Please recast the entries below as a Markdown table with two columns, Row and Line. Put each line's sequence number under Row, and leave out any blank lines.

.....

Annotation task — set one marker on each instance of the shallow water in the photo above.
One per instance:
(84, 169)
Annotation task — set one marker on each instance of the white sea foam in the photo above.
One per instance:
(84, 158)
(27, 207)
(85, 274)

.....

» **Answer to the problem**:
| Row | Line |
|---|---|
| 1 | Annotation task — set one marker on each instance of the shallow water in the photo above. |
| 2 | One per instance: |
| 3 | (84, 169) |
| 4 | Annotation task — set one marker on each instance of the white sea foam in the photo above. |
| 5 | One per instance: |
| 6 | (84, 158) |
| 7 | (27, 207) |
| 8 | (85, 274) |